Uma entrevista que fiz em 2005, ao pai do primeiro satélite português, o cientista Fernando Carvalho Rodrigues. Publico-a agora aqui.
Canoa, por onde vais
«Canoa, por onde vais, parece-me que não vais muito bem», talvez diga baixinho algum segurança numa doca da cidade «convertida ao plástico» ao ver aproximar-se o professor Carvalho Rodrigues a comandar a sua canoa de 1937. Mas isso é uma coisa que tem mais a ver com o final da entrevista. Talvez aqui nesta abertura estejamos a viajar no tempo, distraídos, e ainda por cima sem pensar nas portagens que as regras do jornalismo impõem.
Deixando as viagens no tempo, comecemos então – como dizia, enfim, como dizia o outro – pelo princípio. As viagens no tempo, de qualquer maneira, não vão demorar.
Já o ouvi falar sobre a moeda de hoje ser o tempo. Pode explicar essa sua ideia?

• Tarefas propostas:
1 – No texto fornecido, o autor diz que talvez estejamos a viajar no tempo logo na abertura. Explique porquê, com base no que o próprio texto afirma.
2 – Reescreva o trecho do texto fornecido que começa nas palavras "Uma entrevista que" e termina depois de "não vão demorar.", trocando "segurança" por "vigilante".
3 – Responda com base no texto fornecido:
(a) Em que ano foi feita a entrevista?
(b) De que ano é a canoa do professor Carvalho Rodrigues?
(c) Como o texto apresenta Fernando Carvalho Rodrigues?

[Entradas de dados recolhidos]
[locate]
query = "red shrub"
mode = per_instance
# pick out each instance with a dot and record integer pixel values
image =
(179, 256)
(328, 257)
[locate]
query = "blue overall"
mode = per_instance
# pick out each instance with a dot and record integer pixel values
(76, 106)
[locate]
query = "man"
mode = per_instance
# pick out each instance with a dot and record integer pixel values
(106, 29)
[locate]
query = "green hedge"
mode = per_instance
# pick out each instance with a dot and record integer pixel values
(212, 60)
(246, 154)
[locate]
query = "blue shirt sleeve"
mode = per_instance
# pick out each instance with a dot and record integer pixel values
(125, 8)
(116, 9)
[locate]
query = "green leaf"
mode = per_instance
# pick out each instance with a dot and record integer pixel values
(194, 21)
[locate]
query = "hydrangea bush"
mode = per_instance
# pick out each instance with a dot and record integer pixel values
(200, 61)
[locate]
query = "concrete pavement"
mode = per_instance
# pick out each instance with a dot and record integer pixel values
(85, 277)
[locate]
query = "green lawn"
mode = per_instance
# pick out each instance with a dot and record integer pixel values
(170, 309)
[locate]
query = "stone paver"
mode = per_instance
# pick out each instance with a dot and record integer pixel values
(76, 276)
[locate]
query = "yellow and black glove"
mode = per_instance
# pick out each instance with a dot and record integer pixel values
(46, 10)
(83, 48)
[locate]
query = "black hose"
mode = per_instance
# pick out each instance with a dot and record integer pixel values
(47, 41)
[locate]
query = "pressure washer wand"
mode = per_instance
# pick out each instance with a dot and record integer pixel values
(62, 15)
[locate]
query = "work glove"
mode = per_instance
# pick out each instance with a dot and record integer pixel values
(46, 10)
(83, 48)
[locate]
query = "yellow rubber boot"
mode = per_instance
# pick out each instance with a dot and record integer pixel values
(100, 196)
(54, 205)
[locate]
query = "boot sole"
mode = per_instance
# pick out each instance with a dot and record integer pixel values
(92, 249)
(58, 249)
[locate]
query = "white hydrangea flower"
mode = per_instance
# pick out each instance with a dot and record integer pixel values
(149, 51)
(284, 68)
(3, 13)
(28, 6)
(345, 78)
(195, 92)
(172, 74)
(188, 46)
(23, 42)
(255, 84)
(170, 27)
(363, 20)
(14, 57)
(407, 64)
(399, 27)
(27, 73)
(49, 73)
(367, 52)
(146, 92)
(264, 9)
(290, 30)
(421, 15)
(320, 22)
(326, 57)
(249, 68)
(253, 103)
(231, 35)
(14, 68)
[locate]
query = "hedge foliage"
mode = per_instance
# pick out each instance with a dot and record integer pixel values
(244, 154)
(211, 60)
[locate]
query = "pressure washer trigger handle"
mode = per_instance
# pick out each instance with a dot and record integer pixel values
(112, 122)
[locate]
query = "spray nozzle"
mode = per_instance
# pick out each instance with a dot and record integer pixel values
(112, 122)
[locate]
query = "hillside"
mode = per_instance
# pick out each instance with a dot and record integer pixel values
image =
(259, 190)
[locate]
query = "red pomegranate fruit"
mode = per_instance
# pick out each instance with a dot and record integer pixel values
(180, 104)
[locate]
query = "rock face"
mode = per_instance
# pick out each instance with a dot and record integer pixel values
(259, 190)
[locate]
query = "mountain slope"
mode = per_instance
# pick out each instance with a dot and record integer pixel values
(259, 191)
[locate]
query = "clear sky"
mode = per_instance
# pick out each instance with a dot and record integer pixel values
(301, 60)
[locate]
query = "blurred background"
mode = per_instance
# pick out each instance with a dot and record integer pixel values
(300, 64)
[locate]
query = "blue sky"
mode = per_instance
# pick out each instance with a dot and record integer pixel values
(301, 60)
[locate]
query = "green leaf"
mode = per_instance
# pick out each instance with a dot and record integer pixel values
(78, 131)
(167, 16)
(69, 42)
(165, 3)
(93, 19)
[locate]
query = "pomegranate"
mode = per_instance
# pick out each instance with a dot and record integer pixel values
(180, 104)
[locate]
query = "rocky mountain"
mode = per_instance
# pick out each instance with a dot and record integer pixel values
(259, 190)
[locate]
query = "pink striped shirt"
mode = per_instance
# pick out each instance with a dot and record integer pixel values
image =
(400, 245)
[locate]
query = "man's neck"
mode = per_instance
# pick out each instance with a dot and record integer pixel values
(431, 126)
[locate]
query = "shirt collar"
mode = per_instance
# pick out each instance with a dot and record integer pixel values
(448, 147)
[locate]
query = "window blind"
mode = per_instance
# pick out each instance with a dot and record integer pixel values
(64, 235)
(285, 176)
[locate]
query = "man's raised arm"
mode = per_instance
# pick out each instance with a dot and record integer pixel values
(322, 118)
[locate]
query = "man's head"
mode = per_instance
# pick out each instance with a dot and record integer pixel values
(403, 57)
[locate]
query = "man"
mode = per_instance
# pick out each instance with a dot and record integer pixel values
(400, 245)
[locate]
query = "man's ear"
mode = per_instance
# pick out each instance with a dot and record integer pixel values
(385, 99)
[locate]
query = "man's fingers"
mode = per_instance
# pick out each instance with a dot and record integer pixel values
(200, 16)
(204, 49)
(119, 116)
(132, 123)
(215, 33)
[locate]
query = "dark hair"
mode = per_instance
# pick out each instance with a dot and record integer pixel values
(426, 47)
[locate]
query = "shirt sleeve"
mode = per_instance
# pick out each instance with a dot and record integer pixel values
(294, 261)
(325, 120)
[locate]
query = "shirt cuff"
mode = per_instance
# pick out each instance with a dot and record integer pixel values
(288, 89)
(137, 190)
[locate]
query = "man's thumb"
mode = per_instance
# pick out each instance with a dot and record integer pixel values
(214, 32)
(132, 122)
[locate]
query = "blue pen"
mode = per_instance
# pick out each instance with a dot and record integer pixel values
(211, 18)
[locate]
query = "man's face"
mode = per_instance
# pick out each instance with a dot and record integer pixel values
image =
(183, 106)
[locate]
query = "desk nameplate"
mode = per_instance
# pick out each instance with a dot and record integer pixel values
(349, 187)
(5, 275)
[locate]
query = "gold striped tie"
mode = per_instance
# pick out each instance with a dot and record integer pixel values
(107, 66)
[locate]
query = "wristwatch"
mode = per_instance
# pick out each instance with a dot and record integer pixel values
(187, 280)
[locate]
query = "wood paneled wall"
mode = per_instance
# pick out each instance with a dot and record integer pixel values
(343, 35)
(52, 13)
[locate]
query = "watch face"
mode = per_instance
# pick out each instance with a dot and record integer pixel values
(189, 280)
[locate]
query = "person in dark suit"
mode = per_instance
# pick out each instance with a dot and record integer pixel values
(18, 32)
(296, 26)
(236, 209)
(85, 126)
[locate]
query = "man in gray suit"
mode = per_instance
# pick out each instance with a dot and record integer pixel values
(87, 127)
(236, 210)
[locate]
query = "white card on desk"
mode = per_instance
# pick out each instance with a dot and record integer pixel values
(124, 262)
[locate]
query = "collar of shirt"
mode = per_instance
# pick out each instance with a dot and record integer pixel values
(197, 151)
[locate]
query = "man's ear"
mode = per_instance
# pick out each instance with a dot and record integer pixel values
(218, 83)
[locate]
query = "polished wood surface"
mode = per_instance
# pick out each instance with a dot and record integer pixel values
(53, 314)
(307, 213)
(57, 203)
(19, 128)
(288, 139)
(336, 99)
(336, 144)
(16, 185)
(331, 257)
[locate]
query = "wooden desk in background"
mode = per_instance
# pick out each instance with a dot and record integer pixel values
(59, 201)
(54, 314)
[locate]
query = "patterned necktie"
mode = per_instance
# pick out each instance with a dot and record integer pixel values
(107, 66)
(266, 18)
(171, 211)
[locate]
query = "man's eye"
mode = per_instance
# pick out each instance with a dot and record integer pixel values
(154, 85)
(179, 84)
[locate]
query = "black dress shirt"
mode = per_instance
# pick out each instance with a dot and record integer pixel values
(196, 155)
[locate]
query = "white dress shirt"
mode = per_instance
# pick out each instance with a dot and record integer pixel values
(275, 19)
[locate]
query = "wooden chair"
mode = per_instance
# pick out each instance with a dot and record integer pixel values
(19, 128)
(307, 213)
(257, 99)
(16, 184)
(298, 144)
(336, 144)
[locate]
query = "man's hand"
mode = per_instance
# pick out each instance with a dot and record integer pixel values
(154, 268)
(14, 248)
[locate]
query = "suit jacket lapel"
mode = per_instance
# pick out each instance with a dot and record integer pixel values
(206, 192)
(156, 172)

• Soluções das tarefas:
1 – A cena da canoa e do segurança que o autor usa na abertura tem mais a ver com o final da entrevista. Por isso, ao começar por ela, o texto antecipa algo que pertence ao fim, como se viajasse no tempo.

2 –
Uma entrevista que fiz em 2005, ao pai do primeiro satélite português, o cientista Fernando Carvalho Rodrigues. Publico-a agora aqui.
Canoa, por onde vais
«Canoa, por onde vais, parece-me que não vais muito bem», talvez diga baixinho algum vigilante numa doca da cidade «convertida ao plástico» ao ver aproximar-se o professor Carvalho Rodrigues a comandar a sua canoa de 1937. Mas isso é uma coisa que tem mais a ver com o final da entrevista. Talvez aqui nesta abertura estejamos a viajar no tempo, distraídos, e ainda por cima sem pensar nas portagens que as regras do jornalismo impõem.
Deixando as viagens no tempo, comecemos então – como dizia, enfim, como dizia o outro – pelo princípio. As viagens no tempo, de qualquer maneira, não vão demorar.

3 –
(a) Em 2005.
(b) De 1937.
(c) Como cientista e pai do primeiro satélite português.